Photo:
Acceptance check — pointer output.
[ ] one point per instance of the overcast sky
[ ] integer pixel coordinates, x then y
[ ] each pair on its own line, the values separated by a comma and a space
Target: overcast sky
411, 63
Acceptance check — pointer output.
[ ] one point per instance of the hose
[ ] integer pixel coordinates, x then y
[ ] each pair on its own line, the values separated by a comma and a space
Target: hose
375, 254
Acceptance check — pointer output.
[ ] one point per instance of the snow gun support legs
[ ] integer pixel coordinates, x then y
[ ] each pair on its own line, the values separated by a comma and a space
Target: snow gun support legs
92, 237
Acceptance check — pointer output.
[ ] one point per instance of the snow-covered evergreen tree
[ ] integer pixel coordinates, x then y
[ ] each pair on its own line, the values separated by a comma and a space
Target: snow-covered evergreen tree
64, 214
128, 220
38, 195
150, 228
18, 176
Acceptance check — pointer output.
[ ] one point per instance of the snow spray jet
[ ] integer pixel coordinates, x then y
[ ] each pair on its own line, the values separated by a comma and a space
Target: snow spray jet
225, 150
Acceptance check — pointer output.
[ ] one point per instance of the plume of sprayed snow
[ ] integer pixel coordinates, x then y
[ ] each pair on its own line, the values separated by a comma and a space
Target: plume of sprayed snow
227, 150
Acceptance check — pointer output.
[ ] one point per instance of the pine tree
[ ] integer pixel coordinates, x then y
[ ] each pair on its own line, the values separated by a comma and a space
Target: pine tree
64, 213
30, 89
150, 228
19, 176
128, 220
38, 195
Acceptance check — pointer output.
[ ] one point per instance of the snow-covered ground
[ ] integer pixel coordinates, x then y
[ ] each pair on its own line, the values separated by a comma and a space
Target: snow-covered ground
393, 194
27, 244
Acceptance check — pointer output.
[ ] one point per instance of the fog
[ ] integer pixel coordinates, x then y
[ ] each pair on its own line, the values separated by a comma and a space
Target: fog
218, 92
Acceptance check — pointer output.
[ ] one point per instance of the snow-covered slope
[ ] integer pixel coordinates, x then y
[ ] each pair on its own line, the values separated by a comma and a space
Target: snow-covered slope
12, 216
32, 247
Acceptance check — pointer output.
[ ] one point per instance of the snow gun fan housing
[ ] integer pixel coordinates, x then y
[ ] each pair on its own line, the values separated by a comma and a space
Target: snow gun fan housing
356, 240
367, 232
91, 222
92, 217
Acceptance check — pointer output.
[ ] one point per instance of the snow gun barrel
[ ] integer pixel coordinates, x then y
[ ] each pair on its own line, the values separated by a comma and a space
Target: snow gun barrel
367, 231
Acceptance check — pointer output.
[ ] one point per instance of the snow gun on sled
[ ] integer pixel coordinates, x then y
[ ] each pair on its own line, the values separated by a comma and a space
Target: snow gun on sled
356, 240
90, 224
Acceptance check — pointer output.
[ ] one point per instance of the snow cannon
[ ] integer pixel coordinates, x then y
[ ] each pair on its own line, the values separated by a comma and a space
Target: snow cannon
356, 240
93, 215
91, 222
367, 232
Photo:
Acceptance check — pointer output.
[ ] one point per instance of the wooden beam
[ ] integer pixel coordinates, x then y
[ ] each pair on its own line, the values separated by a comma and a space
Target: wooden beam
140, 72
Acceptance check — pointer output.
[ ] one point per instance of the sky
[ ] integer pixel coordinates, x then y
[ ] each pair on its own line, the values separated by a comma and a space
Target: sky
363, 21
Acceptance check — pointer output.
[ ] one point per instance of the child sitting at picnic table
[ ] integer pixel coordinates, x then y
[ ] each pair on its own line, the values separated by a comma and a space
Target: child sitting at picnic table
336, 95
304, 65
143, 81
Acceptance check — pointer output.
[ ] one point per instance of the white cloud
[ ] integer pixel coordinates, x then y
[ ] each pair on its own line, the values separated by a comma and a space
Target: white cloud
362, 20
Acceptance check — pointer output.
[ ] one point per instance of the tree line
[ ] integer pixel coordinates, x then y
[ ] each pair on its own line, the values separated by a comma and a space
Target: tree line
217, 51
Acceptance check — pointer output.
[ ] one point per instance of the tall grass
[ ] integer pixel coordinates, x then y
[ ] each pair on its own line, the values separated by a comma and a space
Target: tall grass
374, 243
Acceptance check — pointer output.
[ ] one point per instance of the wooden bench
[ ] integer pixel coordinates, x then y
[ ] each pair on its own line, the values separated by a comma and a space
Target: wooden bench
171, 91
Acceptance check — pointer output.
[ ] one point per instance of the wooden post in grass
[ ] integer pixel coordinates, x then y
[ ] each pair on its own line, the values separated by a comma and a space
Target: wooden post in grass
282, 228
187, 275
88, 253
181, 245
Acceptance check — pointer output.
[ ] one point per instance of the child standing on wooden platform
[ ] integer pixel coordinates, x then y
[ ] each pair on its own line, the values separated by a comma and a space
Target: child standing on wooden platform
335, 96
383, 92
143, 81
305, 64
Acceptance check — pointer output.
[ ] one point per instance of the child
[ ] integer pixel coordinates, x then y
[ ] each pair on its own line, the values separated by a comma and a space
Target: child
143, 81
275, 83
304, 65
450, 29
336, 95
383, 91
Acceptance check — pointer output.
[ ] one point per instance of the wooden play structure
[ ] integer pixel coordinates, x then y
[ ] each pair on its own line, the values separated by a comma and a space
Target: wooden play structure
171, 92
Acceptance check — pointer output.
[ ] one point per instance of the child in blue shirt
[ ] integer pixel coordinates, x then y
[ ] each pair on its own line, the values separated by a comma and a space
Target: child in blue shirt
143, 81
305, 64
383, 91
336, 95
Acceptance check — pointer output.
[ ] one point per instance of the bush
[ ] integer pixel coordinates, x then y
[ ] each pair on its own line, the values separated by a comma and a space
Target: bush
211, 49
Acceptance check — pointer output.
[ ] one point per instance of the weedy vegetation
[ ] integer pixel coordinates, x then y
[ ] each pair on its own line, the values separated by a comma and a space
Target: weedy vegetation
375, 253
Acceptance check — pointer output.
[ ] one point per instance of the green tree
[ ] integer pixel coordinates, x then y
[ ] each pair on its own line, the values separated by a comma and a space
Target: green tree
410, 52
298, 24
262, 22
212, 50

EXERCISE GOAL:
Reproduce the entries above exactly.

PROBLEM SOLUTION:
Photo:
Acceptance check — pointer output.
[ ] one point per instance of the overcast sky
[ ] integer pixel coordinates, x then y
[ ] each pair on its own line, the values separated by a comma and a space
Target: overcast sky
411, 63
Acceptance check — pointer output.
[ ] one point per instance of the hose
[ ] integer pixel coordinates, x then y
[ ] each pair on its own line, the values separated by a comma and a space
Target: hose
375, 254
Acceptance check — pointer output.
[ ] one point per instance of the snow gun support legs
[ ] integer pixel coordinates, x then y
[ ] each pair on its own line, the values separated by a comma and a space
Target: snow gun support legs
92, 237
Acceptance check — pointer output.
[ ] one point per instance of the snow-covered evergreen tree
[ ] integer pixel coordinates, x then y
[ ] each pair on its own line, the values separated by a comma and a space
Target: snow-covered evergreen tree
64, 214
128, 220
38, 195
150, 228
18, 176
Acceptance check — pointer output.
[ ] one point per instance of the snow spray jet
[ ] integer pixel coordinates, x then y
[ ] each pair on its own line, the values separated by a comma and a space
Target: snow spray jet
225, 150
Acceptance check — pointer output.
[ ] one point per instance of the plume of sprayed snow
[ ] integer pixel coordinates, x then y
[ ] each pair on its own line, the values separated by a comma and a space
Target: plume of sprayed snow
227, 150
Acceptance check — pointer output.
[ ] one point per instance of the pine tree
[ ] integer pixel coordinates, x then y
[ ] each pair on its own line, the values separated by a comma and a space
Target: pine tree
64, 213
30, 89
150, 228
19, 176
128, 220
38, 195
Acceptance check — pointer output.
[ ] one point per instance of the snow-covered ground
[ ] integer pixel coordinates, x then y
[ ] each pair on its own line, the values separated by a comma and a space
Target: snow-covered ground
393, 194
27, 244
Acceptance check — pointer output.
[ ] one point per instance of the fog
[ ] integer pixel coordinates, x then y
[ ] each pair on its own line, the values separated by a comma and a space
Target: fog
218, 92
Acceptance check — pointer output.
[ ] one point per instance of the snow-covered slope
[ ] integer pixel coordinates, x then y
[ ] each pair on its own line, the values separated by a comma and a space
Target: snow-covered slope
12, 216
32, 247
Acceptance check — pointer output.
[ ] one point per instance of the snow gun fan housing
[ ] integer pixel coordinates, x then y
[ ] each pair on its own line, the values separated by a comma and a space
Target: snow gun fan housing
356, 240
367, 232
91, 222
92, 217
Acceptance check — pointer output.
[ ] one point per instance of the snow gun barrel
[ ] integer pixel coordinates, x then y
[ ] each pair on its own line, the values separated by a comma and a space
Target: snow gun barrel
367, 231
Acceptance check — pointer output.
[ ] one point per instance of the snow gun on sled
[ ] integer pixel coordinates, x then y
[ ] each pair on its own line, the values separated by a comma and a space
Target: snow gun on sled
356, 240
90, 224
Acceptance check — pointer output.
[ ] one point per instance of the snow cannon
[ ] integer pixel coordinates, x then y
[ ] each pair on its own line, the values separated by a comma and a space
Target: snow cannon
356, 240
93, 215
91, 222
367, 232
Photo:
Acceptance check — pointer output.
[ ] one point per instance of the wooden beam
[ ] integer pixel coordinates, x then y
[ ] each pair on its own line, the values separated by a comma and a space
Target: wooden beam
140, 72
Acceptance check — pointer output.
[ ] one point per instance of the sky
[ ] integer pixel coordinates, x then y
[ ] each pair on its own line, the values separated by a comma and a space
Target: sky
363, 21
Acceptance check — pointer output.
[ ] one point per instance of the child sitting at picnic table
[ ] integer pixel coordinates, x then y
[ ] each pair on its own line, the values separated by a comma and a space
Target: child sitting at picnic table
336, 95
304, 65
143, 81
Acceptance check — pointer output.
[ ] one point per instance of the white cloud
[ ] integer pixel coordinates, x then y
[ ] each pair on its own line, the values separated by a comma and a space
Target: white cloud
362, 20
Acceptance check — pointer output.
[ ] one point per instance of the tree line
[ ] integer pixel coordinates, x then y
[ ] each pair on its own line, the values separated by a comma and a space
Target: tree line
217, 51
Acceptance check — pointer output.
[ ] one point per instance of the tall grass
[ ] integer pixel coordinates, x then y
[ ] each pair on its own line, the values separated by a comma and a space
Target: tall grass
374, 243
Acceptance check — pointer output.
[ ] one point per instance of the wooden bench
[ ] integer pixel coordinates, x then y
[ ] each pair on its own line, the values separated by a comma and a space
Target: wooden bench
171, 91
Acceptance check — pointer output.
[ ] one point per instance of the wooden post in grass
[ ] integer pixel coordinates, x then y
[ ] each pair on its own line, the values separated by a comma and a space
Target: wooden post in grass
282, 228
187, 275
88, 253
181, 245
Acceptance check — pointer output.
[ ] one point per instance of the child standing on wooden platform
[ ] integer pixel coordinates, x then y
[ ] each pair on its own line, the values separated by a comma and a space
Target: child standing on wooden platform
335, 96
383, 92
143, 81
305, 64
Acceptance check — pointer output.
[ ] one point per instance of the child
[ ] integer pixel coordinates, x then y
[ ] each pair on its own line, the values separated by a comma and a space
Target: child
143, 81
275, 83
304, 65
450, 29
336, 95
383, 91
Acceptance check — pointer output.
[ ] one point per instance of the wooden play structure
[ ] integer pixel coordinates, x then y
[ ] each pair on its own line, the values separated by a comma and a space
Target: wooden play structure
171, 92
Acceptance check — pointer output.
[ ] one point per instance of the child in blue shirt
[ ] integer pixel coordinates, x then y
[ ] each pair on its own line, the values separated by a comma and a space
Target: child in blue shirt
143, 81
305, 64
383, 91
336, 95
Acceptance check — pointer output.
[ ] one point per instance of the bush
[ ] integer pixel coordinates, x then y
[ ] each pair on its own line, the values separated by a comma and a space
Target: bush
211, 49
Acceptance check — pointer output.
[ ] one point per instance of the weedy vegetation
[ ] integer pixel coordinates, x then y
[ ] each pair on its own line, the values separated by a comma and a space
Target: weedy vegetation
375, 253
Acceptance check — pointer output.
[ ] one point per instance of the green tree
[ ] integer pixel coordinates, x then y
[ ] each pair on its own line, the values separated by a comma and a space
Target: green tree
410, 52
298, 24
262, 22
212, 50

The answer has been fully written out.